◆ Directives:
1 - In the excerpt on survival mode, what do control freaks often end up doing in the long term?
2 - Copy out the excerpt on survival mode, starting with "The emotional brain is" and going on through "come tumbling down.", and rename "emotional brain" as "reactive brain" wherever it occurs.

**** Text extract ****

Shifting the Brain from Survival Mode to a                                                                                Probability-Based Managing Uncertainty and Risk


     Left to its own devises, your brain will create a mind that is stuck in the familiar and will resist risking the unknown.  Yet, it is likely that you do not even see that as the problem.  In fact, most are confused by it and believe the answer is to try harder, and harder.  And even harder, until you are frustrated by your lack of progress despite all your hard work.  Hard work is not going to solve this problem of a self-preservation-biased familiar pattern trumping the creation of a probability-based mindset.


     The emotional brain is only trying to save your life, albeit from a short-term survival basis.  Until you learn how to see this bias in action and disrupt it, it will continue to run unabated.  Fundamentally, you will need to retrain your brain and mind to shift away from trying to control outcome. (Remember the emotional brain wants to control the ultimate outcome – your survival.)

 
     In truth, you were never able to control outcome.  It may have appeared that you could control outcome, but it was illusion in the long-term.  Control freaks often end up destroying (long-term) who they were trying to help.  Control over outcome is simply a strategy that may have appeared to work effectively in other endeavors in the short-term, but when applied to trading, the walls come tumbling down.

**** Information shown ****

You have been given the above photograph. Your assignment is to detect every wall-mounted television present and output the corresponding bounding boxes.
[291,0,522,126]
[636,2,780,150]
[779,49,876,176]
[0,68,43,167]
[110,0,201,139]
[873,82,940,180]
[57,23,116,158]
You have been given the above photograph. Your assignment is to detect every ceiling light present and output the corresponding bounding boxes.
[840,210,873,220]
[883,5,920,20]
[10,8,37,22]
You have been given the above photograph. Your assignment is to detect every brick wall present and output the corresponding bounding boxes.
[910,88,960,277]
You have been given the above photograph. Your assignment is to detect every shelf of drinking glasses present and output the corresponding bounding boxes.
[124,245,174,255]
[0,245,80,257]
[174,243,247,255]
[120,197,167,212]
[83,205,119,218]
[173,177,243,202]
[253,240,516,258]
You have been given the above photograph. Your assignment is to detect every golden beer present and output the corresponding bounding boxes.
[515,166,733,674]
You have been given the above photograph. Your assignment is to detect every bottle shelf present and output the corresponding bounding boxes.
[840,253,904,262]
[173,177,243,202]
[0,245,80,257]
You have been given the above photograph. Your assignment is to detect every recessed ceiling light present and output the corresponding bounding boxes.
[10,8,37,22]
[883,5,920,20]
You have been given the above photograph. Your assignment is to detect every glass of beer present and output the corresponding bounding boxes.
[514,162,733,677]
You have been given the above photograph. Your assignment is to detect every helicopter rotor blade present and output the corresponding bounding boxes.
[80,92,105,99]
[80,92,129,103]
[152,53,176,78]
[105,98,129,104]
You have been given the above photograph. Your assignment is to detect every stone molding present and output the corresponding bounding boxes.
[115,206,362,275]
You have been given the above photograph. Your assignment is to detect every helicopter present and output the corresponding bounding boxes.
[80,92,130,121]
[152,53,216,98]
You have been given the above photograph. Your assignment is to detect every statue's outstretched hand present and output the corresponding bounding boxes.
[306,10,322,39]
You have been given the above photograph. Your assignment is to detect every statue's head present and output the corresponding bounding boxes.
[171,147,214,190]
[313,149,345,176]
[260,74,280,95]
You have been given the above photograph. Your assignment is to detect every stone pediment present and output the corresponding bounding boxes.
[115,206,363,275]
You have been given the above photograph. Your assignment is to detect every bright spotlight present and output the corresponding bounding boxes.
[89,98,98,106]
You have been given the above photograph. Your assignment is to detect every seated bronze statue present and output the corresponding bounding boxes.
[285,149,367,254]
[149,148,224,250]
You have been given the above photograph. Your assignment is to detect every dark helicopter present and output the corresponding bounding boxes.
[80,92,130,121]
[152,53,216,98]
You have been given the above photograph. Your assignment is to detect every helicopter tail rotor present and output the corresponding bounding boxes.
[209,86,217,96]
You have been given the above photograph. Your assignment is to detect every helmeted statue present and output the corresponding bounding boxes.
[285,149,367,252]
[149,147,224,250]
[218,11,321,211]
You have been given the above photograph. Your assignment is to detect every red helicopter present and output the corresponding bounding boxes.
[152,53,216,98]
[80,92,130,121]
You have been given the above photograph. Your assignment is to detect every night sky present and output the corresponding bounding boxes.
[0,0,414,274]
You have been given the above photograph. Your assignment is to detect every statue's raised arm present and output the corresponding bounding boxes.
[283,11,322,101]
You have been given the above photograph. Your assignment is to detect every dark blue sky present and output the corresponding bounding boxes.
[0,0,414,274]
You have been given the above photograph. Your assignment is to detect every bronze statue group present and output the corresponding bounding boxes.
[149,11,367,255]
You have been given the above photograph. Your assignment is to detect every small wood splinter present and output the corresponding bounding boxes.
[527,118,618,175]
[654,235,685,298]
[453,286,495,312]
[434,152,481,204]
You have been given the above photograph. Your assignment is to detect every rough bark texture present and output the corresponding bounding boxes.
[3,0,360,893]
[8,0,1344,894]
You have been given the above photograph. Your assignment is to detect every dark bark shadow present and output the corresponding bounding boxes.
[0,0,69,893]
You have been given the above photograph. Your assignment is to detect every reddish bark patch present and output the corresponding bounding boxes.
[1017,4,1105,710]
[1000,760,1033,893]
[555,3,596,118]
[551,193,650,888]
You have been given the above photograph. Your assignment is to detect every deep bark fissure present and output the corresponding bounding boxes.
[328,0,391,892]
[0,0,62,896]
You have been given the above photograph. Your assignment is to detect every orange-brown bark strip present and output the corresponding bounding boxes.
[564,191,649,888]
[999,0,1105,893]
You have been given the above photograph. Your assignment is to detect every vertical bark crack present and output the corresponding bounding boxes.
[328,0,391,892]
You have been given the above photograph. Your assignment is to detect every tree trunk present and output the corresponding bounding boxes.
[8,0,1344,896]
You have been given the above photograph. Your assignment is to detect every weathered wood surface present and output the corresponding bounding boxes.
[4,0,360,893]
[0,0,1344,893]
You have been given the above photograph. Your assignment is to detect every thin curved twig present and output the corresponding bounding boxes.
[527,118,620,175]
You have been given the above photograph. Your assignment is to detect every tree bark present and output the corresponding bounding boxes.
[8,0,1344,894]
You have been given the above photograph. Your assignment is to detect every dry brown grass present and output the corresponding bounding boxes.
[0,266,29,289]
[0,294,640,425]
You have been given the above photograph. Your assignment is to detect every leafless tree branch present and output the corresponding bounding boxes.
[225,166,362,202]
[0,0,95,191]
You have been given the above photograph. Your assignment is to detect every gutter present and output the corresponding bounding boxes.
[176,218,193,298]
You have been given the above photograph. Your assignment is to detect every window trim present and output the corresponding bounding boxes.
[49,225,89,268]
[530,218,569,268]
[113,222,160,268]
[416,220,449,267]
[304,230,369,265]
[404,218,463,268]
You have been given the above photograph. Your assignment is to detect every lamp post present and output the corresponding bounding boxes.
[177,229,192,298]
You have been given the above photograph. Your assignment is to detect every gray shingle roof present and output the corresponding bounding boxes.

****

◆ Solutions to the exercise:
1 - They often end up destroying the people they were trying to help.

2 -
The reactive brain is only trying to save your life, albeit from a short-term survival basis.  Until you learn how to see this bias in action and disrupt it, it will continue to run unabated.  Fundamentally, you will need to retrain your brain and mind to shift away from trying to control outcome. (Remember the reactive brain wants to control the ultimate outcome – your survival.)

 
     In truth, you were never able to control outcome.  It may have appeared that you could control outcome, but it was illusion in the long-term.  Control freaks often end up destroying (long-term) who they were trying to help.  Control over outcome is simply a strategy that may have appeared to work effectively in other endeavors in the short-term, but when applied to trading, the walls come tumbling down.